▶ [Given passage]

While working on the scenes and dialogues I started working on the soundtrack as well. I wanted to compose a clear theme that would return throughout the film in different arrangements. These interludes I used as a "transition" between the different scenes. In soaps a scene often ends with a final sentence, a cliffhanger, that gets a special emphasis by the camera zooming in on the face of that character. In the interludes the musical theme returned with a reworking of relevant material. For example something from the previous scene, or something that was still to come, or something which adds to the foregoing. Thus the intermezzo became a breathing space, a moment to settle the foregoing, and also an extra 'story' in the film. A storyline though without any narrative structure.
In the seventies, it was not uncommon when somewhere in a movie suddenly a song erupted, to which images were loosely composed. A moment in which the narrative time was thickened and also interrupted. Think of a film like "Vivre pour vivre" of Claude Lelouch, with the iconic music by Francis Lai. I therefore wanted to have a song erupting somewhere in this work. The artificiality of such an interference I thought significant. Should film perhaps aim to be precisely not "realistic"? But precisely emphasize and exploit the very contrived nature of itself? The moment for the song to erupt was the final scene, in which you would see the several soap opera characters leave the hospital together, under a bright blue sky. During the credits the song ran out.
As a backdrop to the dialogues I designed soundscapes of hiss and hum. I programmed sounds and created a program that randomly produced structures that arose and evolved. The film started with scenes in the corridor of the hospital. It then moves from open environments to increasingly more closed environments. The final scene took place around a hospital bed. I wanted a form in which you were taken along, ever deeper into the inner world of this film. To an ever more urgent level, where the questions that are relevant to this film became ever more pointed. But finally it had to have a 'happy ending'. Appropriate to the genre of the American filmgenre, and appropriate to the human desire for a "good ending": finding destiny, luck, or meaning. That it's all been worth while.
Unfortunately, by circumstances this film was never completed as a whole. A friend of the time, Frank Bruinsma, who worked with me on the film, made a trailer for the film which has played at several festivals. Except for that, what remains of this work is only the tape from my archives, with recordings of the pieces of the soundtrack.

▶ [About this exercise]
Rename "song" as "ballad" in the part of the passage about the film soundtrack that opens with "In the seventies, it" and closes with "song ran out.", and write out that part with the change. Answer using only the passage about the film soundtrack.

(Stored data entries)
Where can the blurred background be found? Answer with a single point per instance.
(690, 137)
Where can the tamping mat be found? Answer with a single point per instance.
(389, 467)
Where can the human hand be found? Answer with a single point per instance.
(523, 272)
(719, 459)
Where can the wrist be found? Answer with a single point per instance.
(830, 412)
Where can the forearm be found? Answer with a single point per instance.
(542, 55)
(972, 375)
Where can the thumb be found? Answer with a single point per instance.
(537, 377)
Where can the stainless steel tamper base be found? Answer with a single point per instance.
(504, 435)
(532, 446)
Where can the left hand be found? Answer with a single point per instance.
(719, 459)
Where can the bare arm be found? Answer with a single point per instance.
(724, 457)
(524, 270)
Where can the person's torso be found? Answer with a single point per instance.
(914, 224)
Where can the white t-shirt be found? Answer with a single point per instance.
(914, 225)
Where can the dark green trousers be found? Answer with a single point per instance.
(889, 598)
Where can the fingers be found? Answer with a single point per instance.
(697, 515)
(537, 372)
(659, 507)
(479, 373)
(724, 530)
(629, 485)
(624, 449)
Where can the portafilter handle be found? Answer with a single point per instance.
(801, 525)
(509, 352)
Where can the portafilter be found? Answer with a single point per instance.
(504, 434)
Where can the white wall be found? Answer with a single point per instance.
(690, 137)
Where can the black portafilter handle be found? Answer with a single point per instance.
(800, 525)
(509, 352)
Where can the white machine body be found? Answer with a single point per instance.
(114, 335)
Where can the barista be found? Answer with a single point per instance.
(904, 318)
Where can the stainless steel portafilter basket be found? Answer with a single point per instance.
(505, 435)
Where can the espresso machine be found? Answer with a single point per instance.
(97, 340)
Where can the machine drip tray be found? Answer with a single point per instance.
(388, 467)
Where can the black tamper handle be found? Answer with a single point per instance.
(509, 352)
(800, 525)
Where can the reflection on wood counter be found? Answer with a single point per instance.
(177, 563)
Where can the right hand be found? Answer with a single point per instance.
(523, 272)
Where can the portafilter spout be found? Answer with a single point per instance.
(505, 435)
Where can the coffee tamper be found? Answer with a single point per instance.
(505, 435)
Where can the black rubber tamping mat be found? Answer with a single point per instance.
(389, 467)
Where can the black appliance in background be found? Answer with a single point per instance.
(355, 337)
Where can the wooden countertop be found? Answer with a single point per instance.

▶ [Response]
In the seventies, it was not uncommon when somewhere in a movie suddenly a ballad erupted, to which images were loosely composed. A moment in which the narrative time was thickened and also interrupted. Think of a film like "Vivre pour vivre" of Claude Lelouch, with the iconic music by Francis Lai. I therefore wanted to have a ballad erupting somewhere in this work. The artificiality of such an interference I thought significant. Should film perhaps aim to be precisely not "realistic"? But precisely emphasize and exploit the very contrived nature of itself? The moment for the ballad to erupt was the final scene, in which you would see the several soap opera characters leave the hospital together, under a bright blue sky. During the credits the ballad ran out.